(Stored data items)
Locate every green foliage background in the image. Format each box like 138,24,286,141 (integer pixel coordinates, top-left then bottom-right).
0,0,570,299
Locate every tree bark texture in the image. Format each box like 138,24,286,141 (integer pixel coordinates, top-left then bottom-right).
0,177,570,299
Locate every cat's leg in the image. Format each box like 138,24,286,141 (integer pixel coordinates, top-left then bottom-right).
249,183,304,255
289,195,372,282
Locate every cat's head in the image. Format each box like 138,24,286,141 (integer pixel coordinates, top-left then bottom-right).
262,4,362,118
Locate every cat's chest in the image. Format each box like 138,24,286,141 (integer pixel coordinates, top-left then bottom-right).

Stated exercise: Please give back, word for word, the lines of the data from the one containing "Locate every tree" through the last line, inclusive.

Correct response:
Locate every tree bark texture in the image. Format each box like 138,24,286,141 (integer pixel coordinates, top-left then bottom-right).
0,177,570,299
Locate every cat's leg in the image. Format each box like 138,24,286,141 (integer pixel coordinates, top-left then bottom-right).
249,183,304,255
289,195,372,282
Locate every cat's head in the image. Format each box like 138,24,286,141 (integer pixel coordinates, top-left then bottom-right).
262,4,362,118
Locate every cat's chest in the image. Format each box like 138,24,286,141 (integer pixel coordinates, top-left then bottom-right).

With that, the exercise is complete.